DIRECTIONS:
**A.** Pick out each line of the entries that contains the string "roof" and copy those lines.
**B.** Extend the review of the Doctor Who episode "Dark Water," picking up right after its last sentence.

TEXT PROVIDED:
•••
Missy’s identity is finally revealed as not one, but two of the Doctor’s greatest enemies return for the finale.
This is it. The darkest day. The blackest hour. Chin up, shoulders back. Let’s see what we’re made of, you and I.
–The Doctor, to Clara
And then we came to the end. Or, at least, the beginning of the end.
That’s an apt sentence, since “Dark Water” is both the first half of the Doctor Who season finale and a story about the afterlife. It’s an hour featuring Clara’s betrayal of the Doctor, the return of one of the Doctor’s greatest enemies, and, finally, the truth about the tantalizing Missy. But to have an episode about the afterlife you have to first have a death.
Poor, poor Danny Pink. Having already faced no less than a Skovox Blitzer, an overnight forest invasion, a cataclysmic solar flare, and the Doctor himself this season, our former soldier goes out after being hit by a car while crossing the street. What sudden death could be less shocking? That’s part of what bothers Clara so much. Danny deserved better than this. Danny deserves something more than this, and, in her grief, she shows the Doctor just how far she’s willing to go to set Danny on a better course. After calling the Doctor to pick her up for an adventure, she sneakily collects all of the hidden TARDIS keys and slaps a sleeping patch on the Doctor’s neck. He awakens on a volcanic planet with Clara demanding that he help her alter history to save Danny.
Of course, that’s completely out of the question. There’s all that classic Doctor Who talk of doubling back on one’s own timeline, but Clara, frankly, does not give a shit, throwing one of the seven TARDIS keys into the Cracks of Doom each time the Doctor refuses her demands. “You’ll never set foot inside your TARDIS again!” she warns, offering him one final chance at the last key before casting it into the lava, too. It’s the ultimate betrayal, leaving them both stranded on this barren, volcanic planet…or it would be if the entire thing wasn’t one giant dream sequence. Those sleep patches Clara found in the TARDIS? They were actually hallucination patches, and Clara was throwing the TARDIS keys on the floor. They were never in any danger. The Doctor engineered the whole scenario to probe the depths of her heartache. Danny’s death, you see, was completely real.
The “it was all a dream” sequence feels like a stumble out of the starting blocks, but it leads to a very tender moment between Clara and the Doctor. If there was ever any doubt about Clara’s love for Danny, this completely erases it, and even the Doctor can see value in that. She’s completely betrayed the Doctor’s trust, and he tells her in no uncertain terms just what she can do next: “Go to hell.” And that’s exactly what they’ll do – go to hell. Or heaven, or the afterlife, or wherever the dead go, using Clara’s deep emotional connection with Danny to pilot the TARDIS to wherever Danny’s consciousness is. “Do you think I care for you so little that betrayal would even make a difference?” he asks her. It’s probably the sweetest moment that Peter Capaldi’s prickly Twelfth Doctor has had this season, and it, rightly, brings Clara to tears.
•••
RECORDS SUPPLIED:

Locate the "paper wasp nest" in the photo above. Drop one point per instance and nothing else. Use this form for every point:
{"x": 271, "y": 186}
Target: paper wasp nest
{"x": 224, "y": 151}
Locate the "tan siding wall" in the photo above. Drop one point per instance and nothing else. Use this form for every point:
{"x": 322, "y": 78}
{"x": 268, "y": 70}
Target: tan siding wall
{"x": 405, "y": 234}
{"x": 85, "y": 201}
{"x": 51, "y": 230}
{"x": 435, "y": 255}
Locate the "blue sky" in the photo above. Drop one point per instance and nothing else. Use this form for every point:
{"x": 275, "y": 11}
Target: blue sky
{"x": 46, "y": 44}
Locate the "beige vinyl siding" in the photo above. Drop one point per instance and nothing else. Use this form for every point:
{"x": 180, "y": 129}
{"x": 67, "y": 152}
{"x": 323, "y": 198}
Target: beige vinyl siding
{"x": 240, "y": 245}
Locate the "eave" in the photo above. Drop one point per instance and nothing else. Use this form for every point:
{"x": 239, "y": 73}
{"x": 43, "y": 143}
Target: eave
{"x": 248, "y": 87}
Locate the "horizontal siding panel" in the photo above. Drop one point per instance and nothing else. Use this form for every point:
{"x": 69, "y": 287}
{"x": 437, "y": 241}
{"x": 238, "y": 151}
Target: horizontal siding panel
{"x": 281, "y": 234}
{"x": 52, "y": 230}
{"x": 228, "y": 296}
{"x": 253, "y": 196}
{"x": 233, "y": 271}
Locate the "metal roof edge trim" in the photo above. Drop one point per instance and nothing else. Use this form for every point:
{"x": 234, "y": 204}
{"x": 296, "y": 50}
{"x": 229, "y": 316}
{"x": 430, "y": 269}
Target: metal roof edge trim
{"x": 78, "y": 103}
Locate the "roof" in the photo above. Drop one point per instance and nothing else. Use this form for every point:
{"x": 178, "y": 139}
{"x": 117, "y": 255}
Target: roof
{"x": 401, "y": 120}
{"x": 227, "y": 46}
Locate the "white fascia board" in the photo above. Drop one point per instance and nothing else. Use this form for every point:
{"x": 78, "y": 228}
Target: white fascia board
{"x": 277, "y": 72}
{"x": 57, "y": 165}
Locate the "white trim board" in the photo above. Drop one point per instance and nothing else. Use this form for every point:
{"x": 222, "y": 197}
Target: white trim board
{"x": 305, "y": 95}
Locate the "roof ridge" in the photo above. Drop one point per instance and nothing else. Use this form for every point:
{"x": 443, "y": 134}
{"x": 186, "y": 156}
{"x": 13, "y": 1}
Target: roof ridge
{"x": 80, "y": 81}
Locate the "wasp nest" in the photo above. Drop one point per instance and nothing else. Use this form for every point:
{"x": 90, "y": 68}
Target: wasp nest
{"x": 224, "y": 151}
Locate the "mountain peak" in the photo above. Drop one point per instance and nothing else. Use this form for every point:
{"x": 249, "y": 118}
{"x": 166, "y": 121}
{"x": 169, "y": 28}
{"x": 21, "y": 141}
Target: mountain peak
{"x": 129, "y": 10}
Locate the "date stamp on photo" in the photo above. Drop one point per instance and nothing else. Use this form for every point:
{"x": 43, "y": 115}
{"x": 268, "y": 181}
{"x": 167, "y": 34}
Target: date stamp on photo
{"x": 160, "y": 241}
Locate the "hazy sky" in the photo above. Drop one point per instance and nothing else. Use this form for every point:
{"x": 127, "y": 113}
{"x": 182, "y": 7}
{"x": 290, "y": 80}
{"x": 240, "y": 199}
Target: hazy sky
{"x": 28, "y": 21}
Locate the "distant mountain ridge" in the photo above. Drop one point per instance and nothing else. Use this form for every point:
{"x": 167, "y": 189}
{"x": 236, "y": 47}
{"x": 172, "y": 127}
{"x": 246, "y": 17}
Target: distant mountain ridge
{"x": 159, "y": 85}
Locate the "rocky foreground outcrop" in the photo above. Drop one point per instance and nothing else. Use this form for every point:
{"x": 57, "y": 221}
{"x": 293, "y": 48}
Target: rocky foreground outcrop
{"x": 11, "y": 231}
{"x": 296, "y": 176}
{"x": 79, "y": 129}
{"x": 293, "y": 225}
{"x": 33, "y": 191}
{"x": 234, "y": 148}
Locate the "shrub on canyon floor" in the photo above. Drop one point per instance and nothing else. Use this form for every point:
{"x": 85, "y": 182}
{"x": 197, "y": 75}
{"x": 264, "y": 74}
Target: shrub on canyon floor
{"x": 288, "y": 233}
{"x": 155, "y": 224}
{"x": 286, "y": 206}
•••
THE RESULTS:
**A.**
Locate the "metal roof edge trim" in the photo above. Drop one point per instance and nothing else. Use this form for every point:
Target: metal roof edge trim
Locate the "roof" in the photo above. Drop one point per instance and nothing else. Use this form for every point:
Target: roof
Locate the "roof ridge" in the photo above. Drop one point per instance and nothing else. Use this form for every point:
Target: roof ridge

**B.**
So where is Danny exactly? Well, that’s complicated. The afterlife, it seems, has a welcome center. Danny’s caseworker, Seb (Chris Addison), tries to explain that Danny has passed on, and asks Danny one pressing question: Is your body going to be cremated? After a brief orientation Seb takes Danny to his room in the Dead City where Danny is visited by a boy he accidentally killed as a soldier. That, coupled with the news that a person feels through their body, even in death, pushes an already stressed Danny to the breaking point. If you’ve made plans to have your body cremated, it’s going to be an excruciating experience. Consumed with stress, Danny is left with Seb’s offer to end his pain by choosing an option to delete his consciousness. What Danny chooses is left up in the air until next week. Sorry folks, that’s how two-parters work.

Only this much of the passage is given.